* Text:
START

In [1]:
import os, pickle, gc

import numpy as np
import pandas as pd

from tqdm import tqdm

from collections import defaultdict, Counter
import cudf, itertools

from pandarallel import pandarallel
pandarallel.initialize()

INFO: Pandarallel will run on 12 workers.
INFO: Pandarallel will use Memory file system to transfer data between the main process and workers.


In [2]:
class config:
    data_path = '../data/'
    local_validation = False
    validation_path = '../data/local_validation/'
    train_file = 'train.parquet'
    test_file = 'test.parquet'
    test_labels_file = 'test_labels.parquet'
    n_session_samples = 100
    n_most_common = 50
    debug = True

In [3]:
if config.local_validation:
    train = cudf.read_parquet(config.validation_path + config.train_file)
    test = pd.read_parquet(config.validation_path + config.test_file)
    test_labels = cudf.read_parquet(config.validation_path + config.test_labels_file)
    data = cudf.concat([train])
else:
    train = cudf.read_parquet(config.data_path + config.train_file)
    test = cudf.read_parquet(config.data_path + config.test_file)
    data = cudf.concat([train, test])    

In [4]:
if config.debug:
    data = data.sample(frac=0.02, random_state=42)

In [5]:
type_labels = {'clicks':0, 'carts':1, 'orders':2}
type_weight = {0:1, 1:6, 2:3}

### Create co-visitation matrix on GPU using CuDF

### Carts Orders Co-visitation Matrix

In [6]:
version = 1
data_copy = data.copy()
data_copy = data_copy.set_index('session')
sessions = data_copy.index.unique()

# print len of sessions
print(len(sessions))

chunk_size = 100_000

tmp = list()
for i in tqdm(range(0, sessions.shape[0], chunk_size)):
    df = data_copy.loc[sessions[i]:sessions[min(sessions.shape[0]-1, i+chunk_size-1)]].reset_index()
    df = df.sort_values(['session','ts'],ascending=[True, False])

    # USE TAIL OF SESSION
    df = df.reset_index(drop=True)
    df['n'] = df.groupby('session').cumcount()
    # take only the first 30 rows (tail) of each session
    df = df.loc[df.n<30].drop('n', axis=1)

    # CREATE PAIRS
    df = df.merge(df,on='session')

END

* Problems to solve:
a – Please translate this sentence from the notebook into Spanish: "Pandarallel will use Memory file system to transfer data between the main process and workers."
b – According to the notebook, how many workers will Pandarallel run on?
The material after this point is separate from the notebook.

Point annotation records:
START

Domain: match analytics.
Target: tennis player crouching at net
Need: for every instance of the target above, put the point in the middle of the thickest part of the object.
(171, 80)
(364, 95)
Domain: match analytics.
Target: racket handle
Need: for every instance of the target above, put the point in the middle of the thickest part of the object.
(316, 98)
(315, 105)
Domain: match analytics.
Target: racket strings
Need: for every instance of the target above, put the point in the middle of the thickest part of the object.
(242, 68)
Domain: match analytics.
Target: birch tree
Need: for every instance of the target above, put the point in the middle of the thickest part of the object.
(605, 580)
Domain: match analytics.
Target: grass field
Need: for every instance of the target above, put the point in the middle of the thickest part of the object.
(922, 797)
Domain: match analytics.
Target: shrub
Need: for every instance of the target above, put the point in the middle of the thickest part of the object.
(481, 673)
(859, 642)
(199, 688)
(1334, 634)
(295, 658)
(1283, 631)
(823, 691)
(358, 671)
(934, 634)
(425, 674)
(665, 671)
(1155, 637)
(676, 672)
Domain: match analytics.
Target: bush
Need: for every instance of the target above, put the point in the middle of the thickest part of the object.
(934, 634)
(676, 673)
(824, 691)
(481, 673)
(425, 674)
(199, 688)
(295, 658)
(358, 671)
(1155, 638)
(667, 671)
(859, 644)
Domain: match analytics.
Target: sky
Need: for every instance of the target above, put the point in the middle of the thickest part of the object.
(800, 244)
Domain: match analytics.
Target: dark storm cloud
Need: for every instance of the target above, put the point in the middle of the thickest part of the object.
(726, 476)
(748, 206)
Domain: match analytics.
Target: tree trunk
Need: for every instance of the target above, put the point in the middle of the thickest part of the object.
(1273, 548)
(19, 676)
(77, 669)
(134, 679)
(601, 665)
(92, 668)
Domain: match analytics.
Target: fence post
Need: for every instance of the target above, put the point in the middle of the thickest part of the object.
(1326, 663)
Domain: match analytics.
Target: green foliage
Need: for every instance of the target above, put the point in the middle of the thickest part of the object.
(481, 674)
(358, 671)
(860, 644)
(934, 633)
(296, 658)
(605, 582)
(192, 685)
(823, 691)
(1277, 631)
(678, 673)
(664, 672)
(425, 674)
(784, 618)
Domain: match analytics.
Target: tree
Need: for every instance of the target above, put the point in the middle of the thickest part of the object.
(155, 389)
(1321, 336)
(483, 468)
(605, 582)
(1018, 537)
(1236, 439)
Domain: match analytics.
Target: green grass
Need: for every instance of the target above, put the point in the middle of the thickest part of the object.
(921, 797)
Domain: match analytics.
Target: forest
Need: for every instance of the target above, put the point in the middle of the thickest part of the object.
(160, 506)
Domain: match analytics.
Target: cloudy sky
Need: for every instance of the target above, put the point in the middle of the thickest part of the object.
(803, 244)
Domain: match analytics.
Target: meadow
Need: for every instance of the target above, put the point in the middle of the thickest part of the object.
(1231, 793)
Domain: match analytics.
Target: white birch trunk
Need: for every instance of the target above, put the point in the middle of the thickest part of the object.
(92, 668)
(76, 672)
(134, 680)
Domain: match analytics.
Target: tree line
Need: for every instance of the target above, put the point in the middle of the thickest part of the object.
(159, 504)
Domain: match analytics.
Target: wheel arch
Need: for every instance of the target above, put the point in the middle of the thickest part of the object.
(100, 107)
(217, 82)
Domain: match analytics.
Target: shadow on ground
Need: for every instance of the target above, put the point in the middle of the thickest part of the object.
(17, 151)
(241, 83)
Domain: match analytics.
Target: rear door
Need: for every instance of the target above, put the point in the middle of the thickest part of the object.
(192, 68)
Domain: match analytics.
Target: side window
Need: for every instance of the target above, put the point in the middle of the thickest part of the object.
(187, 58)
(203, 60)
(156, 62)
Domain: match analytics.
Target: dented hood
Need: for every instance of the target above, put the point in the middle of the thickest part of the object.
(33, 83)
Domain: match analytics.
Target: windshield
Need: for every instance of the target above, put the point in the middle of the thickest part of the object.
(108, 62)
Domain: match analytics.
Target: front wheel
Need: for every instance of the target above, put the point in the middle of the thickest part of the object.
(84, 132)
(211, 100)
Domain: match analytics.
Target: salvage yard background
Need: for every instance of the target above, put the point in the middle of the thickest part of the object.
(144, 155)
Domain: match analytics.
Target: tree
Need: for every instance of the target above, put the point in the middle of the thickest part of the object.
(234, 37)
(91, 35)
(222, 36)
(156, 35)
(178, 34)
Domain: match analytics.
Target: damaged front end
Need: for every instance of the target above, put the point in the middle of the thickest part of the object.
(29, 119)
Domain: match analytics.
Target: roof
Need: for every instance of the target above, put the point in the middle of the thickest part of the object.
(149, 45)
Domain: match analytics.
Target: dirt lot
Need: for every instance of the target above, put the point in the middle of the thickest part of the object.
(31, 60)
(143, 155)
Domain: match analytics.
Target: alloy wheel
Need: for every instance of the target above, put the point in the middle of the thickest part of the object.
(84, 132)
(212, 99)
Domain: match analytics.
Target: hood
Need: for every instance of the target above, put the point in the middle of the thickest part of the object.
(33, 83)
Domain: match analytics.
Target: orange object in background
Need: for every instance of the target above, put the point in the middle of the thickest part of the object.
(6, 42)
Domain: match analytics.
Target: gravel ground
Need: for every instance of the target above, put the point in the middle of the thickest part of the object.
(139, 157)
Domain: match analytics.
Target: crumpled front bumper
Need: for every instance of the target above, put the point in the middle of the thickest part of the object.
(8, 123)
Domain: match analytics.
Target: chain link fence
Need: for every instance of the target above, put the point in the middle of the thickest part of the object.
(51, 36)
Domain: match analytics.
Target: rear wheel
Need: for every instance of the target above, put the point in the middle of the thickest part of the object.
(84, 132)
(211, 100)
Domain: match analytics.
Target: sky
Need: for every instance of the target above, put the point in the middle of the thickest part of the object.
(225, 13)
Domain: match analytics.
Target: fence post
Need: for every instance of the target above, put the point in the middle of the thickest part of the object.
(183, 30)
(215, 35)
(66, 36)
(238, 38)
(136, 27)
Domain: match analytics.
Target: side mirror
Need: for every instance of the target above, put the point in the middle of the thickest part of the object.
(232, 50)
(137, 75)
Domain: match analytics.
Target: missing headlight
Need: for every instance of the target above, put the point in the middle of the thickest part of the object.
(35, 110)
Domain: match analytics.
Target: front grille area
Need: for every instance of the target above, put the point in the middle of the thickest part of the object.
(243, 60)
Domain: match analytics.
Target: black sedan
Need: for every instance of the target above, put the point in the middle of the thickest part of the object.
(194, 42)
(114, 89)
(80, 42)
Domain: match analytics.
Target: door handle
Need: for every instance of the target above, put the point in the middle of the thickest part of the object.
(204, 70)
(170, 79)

END

* Response list:
a – Pandarallel usará el sistema de archivos en memoria para transferir datos entre el proceso principal y los procesos trabajadores.

b – 12 workers.